[begin Exercise data]

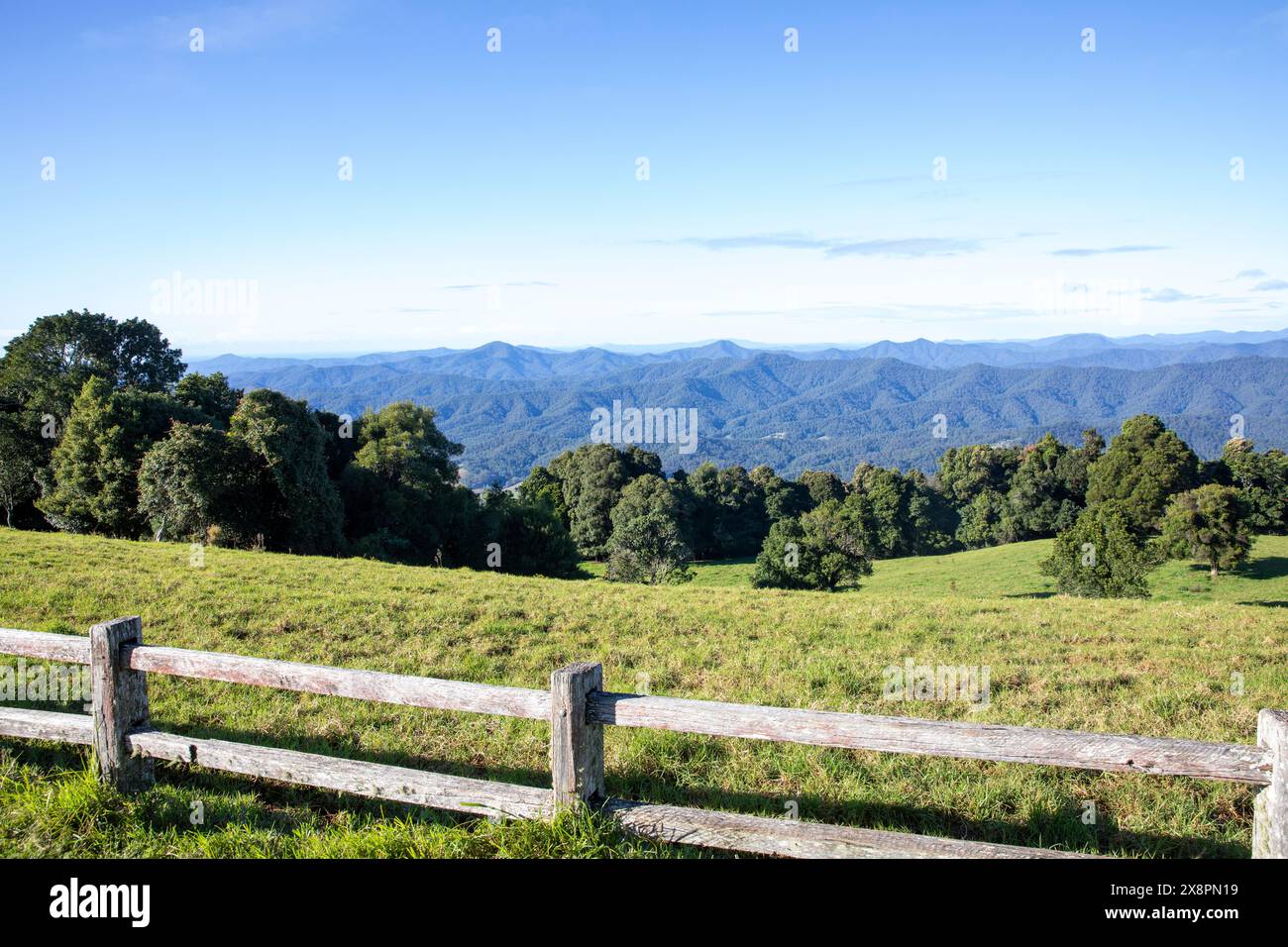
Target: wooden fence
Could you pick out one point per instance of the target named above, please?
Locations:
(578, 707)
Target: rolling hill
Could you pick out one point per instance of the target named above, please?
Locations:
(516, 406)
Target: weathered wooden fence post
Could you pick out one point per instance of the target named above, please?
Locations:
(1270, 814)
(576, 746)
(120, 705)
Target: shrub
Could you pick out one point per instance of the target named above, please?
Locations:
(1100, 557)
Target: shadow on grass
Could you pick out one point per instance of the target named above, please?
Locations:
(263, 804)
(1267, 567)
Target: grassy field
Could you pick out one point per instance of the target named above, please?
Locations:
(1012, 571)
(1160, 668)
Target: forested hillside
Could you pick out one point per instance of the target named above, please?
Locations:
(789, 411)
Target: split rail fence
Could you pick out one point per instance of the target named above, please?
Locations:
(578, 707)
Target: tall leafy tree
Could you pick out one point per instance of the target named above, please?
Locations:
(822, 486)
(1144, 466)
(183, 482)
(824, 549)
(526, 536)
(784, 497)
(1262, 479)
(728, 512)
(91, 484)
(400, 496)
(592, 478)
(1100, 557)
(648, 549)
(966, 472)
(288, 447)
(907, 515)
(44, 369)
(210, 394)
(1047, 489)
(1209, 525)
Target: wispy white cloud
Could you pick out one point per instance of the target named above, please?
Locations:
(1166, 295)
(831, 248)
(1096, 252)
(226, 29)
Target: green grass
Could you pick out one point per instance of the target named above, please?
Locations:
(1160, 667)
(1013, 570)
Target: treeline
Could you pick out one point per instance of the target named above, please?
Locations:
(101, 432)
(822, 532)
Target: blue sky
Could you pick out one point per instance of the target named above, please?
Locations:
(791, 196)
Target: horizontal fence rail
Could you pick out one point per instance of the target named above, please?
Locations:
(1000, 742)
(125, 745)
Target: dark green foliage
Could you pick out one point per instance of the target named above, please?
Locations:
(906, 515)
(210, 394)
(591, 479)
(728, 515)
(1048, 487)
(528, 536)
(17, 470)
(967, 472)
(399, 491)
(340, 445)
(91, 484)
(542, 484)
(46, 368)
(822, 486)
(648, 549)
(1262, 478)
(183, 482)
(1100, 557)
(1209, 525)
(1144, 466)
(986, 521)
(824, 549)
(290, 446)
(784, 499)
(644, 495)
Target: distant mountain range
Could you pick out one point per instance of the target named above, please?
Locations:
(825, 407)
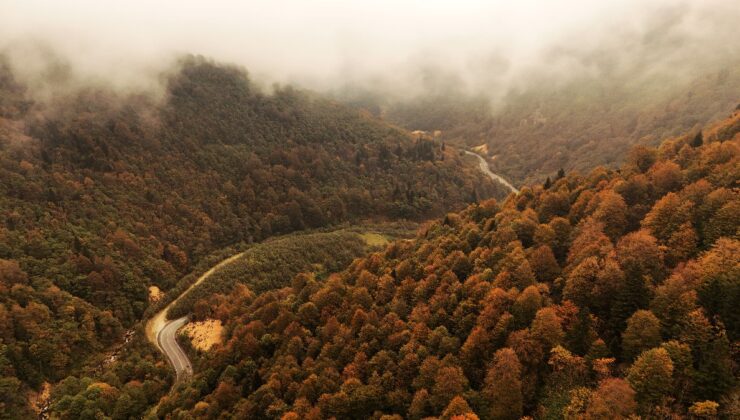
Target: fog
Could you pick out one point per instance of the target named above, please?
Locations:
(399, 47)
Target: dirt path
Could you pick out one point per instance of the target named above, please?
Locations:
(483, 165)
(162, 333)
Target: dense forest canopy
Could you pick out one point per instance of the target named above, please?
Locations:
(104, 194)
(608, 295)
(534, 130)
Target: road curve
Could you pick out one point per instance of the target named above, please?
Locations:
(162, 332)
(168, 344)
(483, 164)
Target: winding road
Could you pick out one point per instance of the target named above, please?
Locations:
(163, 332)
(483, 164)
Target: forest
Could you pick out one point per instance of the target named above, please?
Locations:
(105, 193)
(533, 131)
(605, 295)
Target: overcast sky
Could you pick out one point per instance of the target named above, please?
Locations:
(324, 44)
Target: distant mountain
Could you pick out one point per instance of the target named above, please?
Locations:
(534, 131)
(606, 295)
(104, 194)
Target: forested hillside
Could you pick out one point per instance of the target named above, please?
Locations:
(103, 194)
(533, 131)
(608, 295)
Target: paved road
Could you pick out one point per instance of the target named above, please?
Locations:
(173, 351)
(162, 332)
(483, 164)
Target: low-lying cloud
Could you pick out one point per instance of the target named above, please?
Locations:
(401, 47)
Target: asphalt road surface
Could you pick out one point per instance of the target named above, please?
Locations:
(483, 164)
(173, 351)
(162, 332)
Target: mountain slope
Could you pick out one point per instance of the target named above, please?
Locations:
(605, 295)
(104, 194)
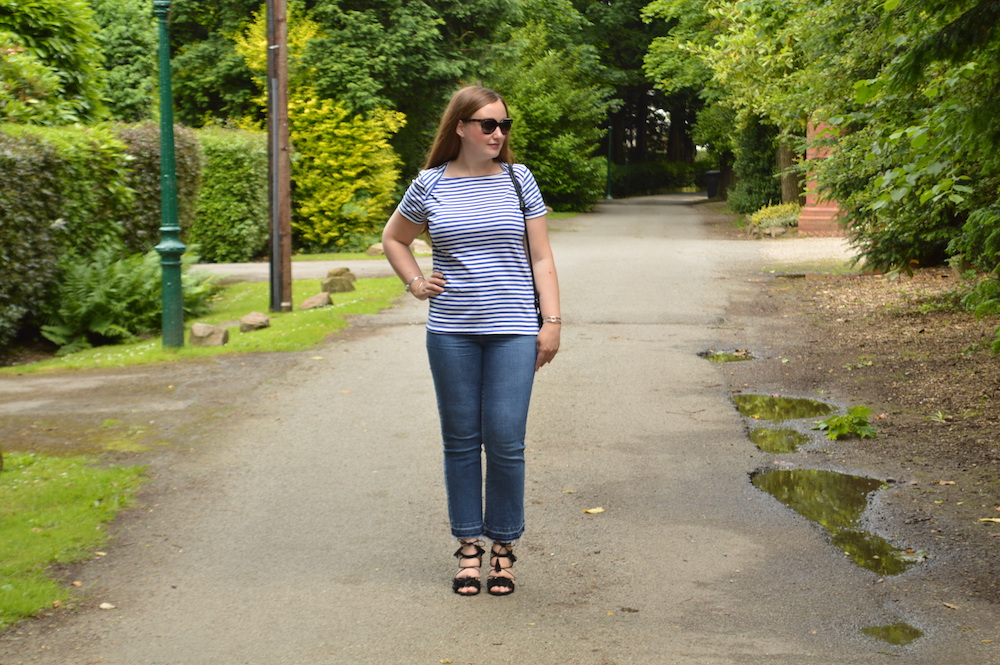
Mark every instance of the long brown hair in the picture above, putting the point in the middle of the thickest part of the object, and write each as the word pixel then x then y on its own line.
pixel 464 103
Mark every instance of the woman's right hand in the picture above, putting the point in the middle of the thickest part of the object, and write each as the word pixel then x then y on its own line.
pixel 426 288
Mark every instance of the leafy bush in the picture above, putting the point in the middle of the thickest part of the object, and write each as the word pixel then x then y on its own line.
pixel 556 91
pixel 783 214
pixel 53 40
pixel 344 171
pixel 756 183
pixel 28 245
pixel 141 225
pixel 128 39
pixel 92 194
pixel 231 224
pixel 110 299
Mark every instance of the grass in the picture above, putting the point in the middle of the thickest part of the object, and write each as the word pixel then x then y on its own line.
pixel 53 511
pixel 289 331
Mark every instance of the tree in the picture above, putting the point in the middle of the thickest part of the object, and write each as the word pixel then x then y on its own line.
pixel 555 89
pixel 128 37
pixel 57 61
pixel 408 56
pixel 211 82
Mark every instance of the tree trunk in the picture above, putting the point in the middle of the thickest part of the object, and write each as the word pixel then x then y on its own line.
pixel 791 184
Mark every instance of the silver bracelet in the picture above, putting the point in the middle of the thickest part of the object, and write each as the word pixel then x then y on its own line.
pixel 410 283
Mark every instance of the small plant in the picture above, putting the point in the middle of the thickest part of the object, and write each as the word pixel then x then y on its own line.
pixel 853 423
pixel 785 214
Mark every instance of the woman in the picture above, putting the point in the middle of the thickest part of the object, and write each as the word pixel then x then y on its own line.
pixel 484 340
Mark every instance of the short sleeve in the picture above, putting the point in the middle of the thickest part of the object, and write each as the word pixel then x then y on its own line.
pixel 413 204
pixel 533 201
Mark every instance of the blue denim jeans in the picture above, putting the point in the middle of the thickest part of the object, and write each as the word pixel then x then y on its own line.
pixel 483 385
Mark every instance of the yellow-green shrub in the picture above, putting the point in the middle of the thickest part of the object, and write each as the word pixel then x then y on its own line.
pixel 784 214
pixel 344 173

[end Exercise data]
[begin Exercise data]

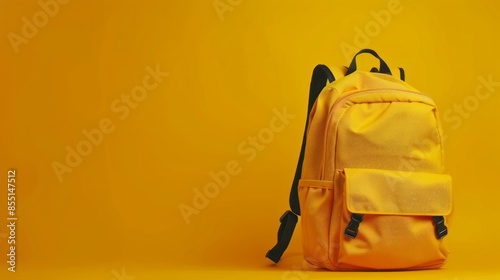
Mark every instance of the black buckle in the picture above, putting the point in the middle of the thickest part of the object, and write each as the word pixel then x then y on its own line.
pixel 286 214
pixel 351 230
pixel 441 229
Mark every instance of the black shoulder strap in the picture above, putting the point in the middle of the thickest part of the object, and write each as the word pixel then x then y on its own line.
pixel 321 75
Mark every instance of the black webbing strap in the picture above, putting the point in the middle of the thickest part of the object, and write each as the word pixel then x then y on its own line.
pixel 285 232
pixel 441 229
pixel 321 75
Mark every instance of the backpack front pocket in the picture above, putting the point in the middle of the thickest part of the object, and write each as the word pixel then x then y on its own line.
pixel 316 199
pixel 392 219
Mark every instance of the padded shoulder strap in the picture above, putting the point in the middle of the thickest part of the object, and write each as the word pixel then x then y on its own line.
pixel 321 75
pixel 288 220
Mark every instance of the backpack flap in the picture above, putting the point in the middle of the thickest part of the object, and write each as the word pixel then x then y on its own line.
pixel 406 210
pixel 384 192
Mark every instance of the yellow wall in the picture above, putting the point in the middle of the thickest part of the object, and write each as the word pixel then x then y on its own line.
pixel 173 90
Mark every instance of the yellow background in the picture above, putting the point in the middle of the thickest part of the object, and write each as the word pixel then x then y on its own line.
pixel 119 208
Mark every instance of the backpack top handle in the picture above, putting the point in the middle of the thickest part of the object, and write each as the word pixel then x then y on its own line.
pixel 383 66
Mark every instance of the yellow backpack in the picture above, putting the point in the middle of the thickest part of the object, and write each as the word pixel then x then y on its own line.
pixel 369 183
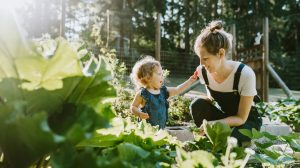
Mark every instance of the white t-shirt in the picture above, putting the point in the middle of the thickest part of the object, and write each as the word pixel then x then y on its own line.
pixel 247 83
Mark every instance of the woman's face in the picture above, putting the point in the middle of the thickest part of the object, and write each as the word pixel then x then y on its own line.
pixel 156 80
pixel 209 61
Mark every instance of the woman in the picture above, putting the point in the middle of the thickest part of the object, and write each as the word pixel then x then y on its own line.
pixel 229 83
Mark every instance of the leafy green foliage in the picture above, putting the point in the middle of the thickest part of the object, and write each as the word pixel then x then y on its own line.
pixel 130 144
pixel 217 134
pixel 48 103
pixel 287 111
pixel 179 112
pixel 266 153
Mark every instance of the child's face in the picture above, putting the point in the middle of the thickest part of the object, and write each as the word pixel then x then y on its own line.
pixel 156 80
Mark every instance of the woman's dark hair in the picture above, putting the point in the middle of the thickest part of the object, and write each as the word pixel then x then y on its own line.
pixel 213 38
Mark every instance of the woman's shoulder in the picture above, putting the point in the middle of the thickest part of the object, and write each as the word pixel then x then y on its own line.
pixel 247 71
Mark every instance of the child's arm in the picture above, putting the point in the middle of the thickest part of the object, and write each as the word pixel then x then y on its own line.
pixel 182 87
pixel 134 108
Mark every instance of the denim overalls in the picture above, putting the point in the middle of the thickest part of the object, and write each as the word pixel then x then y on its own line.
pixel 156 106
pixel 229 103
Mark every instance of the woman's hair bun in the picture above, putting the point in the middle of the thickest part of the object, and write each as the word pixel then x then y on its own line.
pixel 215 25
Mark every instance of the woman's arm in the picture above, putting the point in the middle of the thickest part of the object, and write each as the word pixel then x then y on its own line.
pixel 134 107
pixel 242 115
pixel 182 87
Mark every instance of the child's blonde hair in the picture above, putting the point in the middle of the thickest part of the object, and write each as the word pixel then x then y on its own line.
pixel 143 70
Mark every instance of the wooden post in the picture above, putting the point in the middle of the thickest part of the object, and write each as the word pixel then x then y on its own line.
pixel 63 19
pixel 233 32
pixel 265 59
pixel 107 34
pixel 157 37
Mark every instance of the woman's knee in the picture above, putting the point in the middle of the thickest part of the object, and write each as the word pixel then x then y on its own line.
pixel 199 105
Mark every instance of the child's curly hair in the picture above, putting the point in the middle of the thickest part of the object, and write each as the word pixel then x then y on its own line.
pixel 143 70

[end Exercise data]

* Exercise details
Update the lines from the one containing "Mark every instance of the backpack front" to the one containing "pixel 384 192", changing "backpack" to "rucksack" and leaving everything else as it stands.

* Final result
Mark every instance of the rucksack front pocket in the picture above, putting the point in the middle of the thickest part of the object, and write each as the word pixel then x then y on its own line.
pixel 316 199
pixel 392 219
Mark every instance of the padded shoulder strap in the picture above, putting the point in the middle of the thickest part of the object, and write each as the word pixel then x then y on its own line.
pixel 321 75
pixel 288 220
Mark every instance of the rucksack flap in the picture above, putting the point in the middle of the thickest part of the object, and write each as the word pixel then x then y on its own line.
pixel 406 210
pixel 384 192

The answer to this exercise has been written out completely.